**GIVEN PASSAGE**:
....

2024 March Economic Report

Napavine CTE Program Links Businesses with Students

After Almost Two Years of Studying and Work, Students Earn a Wage and a Journeyman Card as an Automation Technician

By The Economic Alliance of Lewis County


A Napavine CTE student works on a go-cart.

The Economic Alliance of Lewis County is assisting the Napaine School Districts Career and Technical Education (CTE) program with linking up students with businesses for a hybrid school/work effort.

This youth apprenticeship program places students with businesses. The students earn money and school credits, and are required to complete 2,000 hours of work.

“That gets them their journeyman card as an Automation Technician,” said Dave Rutherford, who heads up the Napavine CTE program, adding most of the initial students interested come from the CTE welding program.

“I think it’s pretty cool and gives them some experience,” Rutherford said. “This is for kids who are ready to start work, they’re ready, some are ready earlier than other kids. I look at it as life changing for these students and making a good wage while going to school. It definitely fast tracks them into the trades.”

The Economic Alliance of Lewis County’s External Relations Manager Eric Sonnenberg helped in the effort by connecting the Napavine CTE program with businesses interested in apprenticeships.

“I’m thrilled the Alliance could help in this outstanding program that gives young workers a boost to their career early on,” said Alliance Executive Director Richard DeBolt.

Rutherford had his first meeting with prospective students and their parents Wednesday night at the Napavine High School Ag Shop. Rutherford explained to the parents and students, that after a year of planning, the program is in its final stages of providing students with “a life changing opportunity” to apprentice at a Lewis County company.

So far, Rutherford has signed up with Braun Northwest, M&M Trucking and Walsh Trucking as “training agents.” To begin, the businesses will provide three positions for students who will work full time (40 hours) over the summer, and a work/school hybrid during the school year.

The program has a $40,000 commitment to pay the students during training. Students will be required to be at least 16 years old, have a driver’s license and reliable transportation, a first aid/CPR card and completion of a OSHA 10 card which is 10 hours of online safety training provided by the school. Students will also put together a “perfect” resume and provide a letter of recommendation from their shop teacher.

....

**DATASET ENTRIES**:
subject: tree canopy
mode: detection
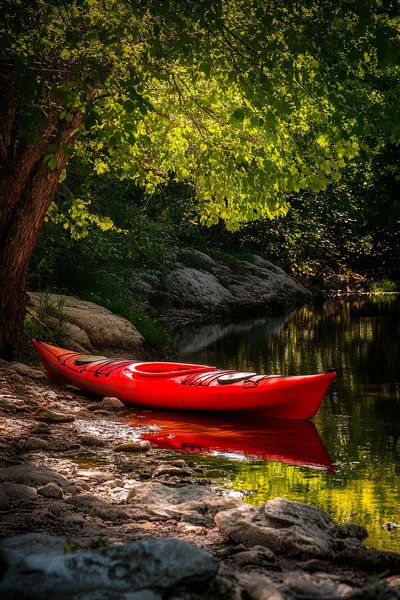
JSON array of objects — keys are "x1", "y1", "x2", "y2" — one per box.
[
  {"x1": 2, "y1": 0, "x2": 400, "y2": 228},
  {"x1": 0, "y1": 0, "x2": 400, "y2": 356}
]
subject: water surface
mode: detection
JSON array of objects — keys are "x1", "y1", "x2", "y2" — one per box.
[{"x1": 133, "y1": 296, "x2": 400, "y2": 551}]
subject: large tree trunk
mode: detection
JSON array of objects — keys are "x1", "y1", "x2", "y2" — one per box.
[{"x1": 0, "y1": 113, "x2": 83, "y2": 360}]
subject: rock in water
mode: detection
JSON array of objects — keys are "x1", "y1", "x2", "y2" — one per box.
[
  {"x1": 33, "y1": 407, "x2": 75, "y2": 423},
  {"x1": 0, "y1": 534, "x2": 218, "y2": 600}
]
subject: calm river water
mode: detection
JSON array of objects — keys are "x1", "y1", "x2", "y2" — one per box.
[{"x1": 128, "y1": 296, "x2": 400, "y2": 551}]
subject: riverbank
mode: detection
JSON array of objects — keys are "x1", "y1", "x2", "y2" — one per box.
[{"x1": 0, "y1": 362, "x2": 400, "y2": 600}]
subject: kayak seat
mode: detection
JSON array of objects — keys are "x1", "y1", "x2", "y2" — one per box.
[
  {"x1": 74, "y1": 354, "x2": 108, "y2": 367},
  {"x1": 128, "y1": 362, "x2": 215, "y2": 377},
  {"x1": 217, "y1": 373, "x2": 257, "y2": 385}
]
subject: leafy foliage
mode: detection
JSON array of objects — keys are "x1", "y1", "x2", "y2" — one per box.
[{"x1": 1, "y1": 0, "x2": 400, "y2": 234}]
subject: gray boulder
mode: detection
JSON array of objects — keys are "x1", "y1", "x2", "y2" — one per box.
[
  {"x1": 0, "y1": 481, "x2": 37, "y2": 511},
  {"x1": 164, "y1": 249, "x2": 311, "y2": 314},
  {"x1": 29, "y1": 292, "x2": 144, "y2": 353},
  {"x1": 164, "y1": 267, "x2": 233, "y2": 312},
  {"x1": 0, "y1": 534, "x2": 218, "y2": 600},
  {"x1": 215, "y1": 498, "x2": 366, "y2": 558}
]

....

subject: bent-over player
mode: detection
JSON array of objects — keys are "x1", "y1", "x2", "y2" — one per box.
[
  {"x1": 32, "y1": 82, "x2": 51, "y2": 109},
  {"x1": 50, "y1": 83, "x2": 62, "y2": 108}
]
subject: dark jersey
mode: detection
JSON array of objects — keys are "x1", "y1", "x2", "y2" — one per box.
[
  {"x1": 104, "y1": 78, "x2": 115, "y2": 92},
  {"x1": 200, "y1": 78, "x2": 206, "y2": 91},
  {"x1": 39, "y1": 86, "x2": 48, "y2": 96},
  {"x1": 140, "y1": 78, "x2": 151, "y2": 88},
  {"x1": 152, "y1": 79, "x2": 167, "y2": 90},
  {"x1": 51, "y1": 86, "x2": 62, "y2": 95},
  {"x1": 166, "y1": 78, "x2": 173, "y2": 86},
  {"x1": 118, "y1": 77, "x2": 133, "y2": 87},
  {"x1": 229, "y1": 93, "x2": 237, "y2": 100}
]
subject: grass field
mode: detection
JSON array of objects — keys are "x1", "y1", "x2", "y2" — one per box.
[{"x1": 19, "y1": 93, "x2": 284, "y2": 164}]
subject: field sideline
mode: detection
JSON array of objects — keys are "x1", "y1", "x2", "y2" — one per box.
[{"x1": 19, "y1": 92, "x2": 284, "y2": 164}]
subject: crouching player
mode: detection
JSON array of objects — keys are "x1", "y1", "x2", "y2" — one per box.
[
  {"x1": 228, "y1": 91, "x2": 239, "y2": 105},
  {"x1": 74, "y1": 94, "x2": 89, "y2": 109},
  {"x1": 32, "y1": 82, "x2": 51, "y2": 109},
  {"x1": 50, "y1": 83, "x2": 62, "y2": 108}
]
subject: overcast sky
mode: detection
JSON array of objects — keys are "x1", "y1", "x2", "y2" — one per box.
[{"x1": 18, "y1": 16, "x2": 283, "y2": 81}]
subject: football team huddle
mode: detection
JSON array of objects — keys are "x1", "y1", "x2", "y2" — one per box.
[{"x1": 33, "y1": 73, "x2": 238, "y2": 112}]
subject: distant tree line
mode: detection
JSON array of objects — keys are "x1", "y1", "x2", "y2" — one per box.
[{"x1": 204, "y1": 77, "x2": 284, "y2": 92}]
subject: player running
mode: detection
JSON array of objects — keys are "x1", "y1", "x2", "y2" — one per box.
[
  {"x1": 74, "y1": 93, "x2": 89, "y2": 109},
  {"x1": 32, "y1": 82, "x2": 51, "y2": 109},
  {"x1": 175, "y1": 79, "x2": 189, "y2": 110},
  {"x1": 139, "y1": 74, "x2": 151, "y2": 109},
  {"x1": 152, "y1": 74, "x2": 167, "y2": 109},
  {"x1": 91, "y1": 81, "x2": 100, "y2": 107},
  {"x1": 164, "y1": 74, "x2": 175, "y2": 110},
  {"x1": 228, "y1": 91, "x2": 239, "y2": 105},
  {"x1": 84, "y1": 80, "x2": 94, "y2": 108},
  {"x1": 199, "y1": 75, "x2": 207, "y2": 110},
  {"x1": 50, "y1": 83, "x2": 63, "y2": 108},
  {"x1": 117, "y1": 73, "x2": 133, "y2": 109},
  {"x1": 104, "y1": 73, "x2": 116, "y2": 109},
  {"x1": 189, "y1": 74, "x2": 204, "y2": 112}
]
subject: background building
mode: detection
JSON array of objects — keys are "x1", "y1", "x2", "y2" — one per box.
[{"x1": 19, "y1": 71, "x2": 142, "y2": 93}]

....

**COMPLETE THE FOLLOWING**:
1. Which businesses has Rutherford signed up as "training agents," according to the Napavine CTE report?
2. Can you turn the paragraph of the Napavine CTE report beginning "The program has a $40,000 commitment" into a brief list that keeps its main facts?

**ANSWERS TO EACH TASK**:
1.
- Braun Northwest
- M&M Trucking
- Walsh Trucking

2.
- Funding: $40,000 committed to pay students during training
- Minimum age: 16
- Driver's license and reliable transportation
- First aid/CPR card
- OSHA 10 card (10 hours of online safety training provided by the school)
- A "perfect" resume
- Letter of recommendation from their shop teacher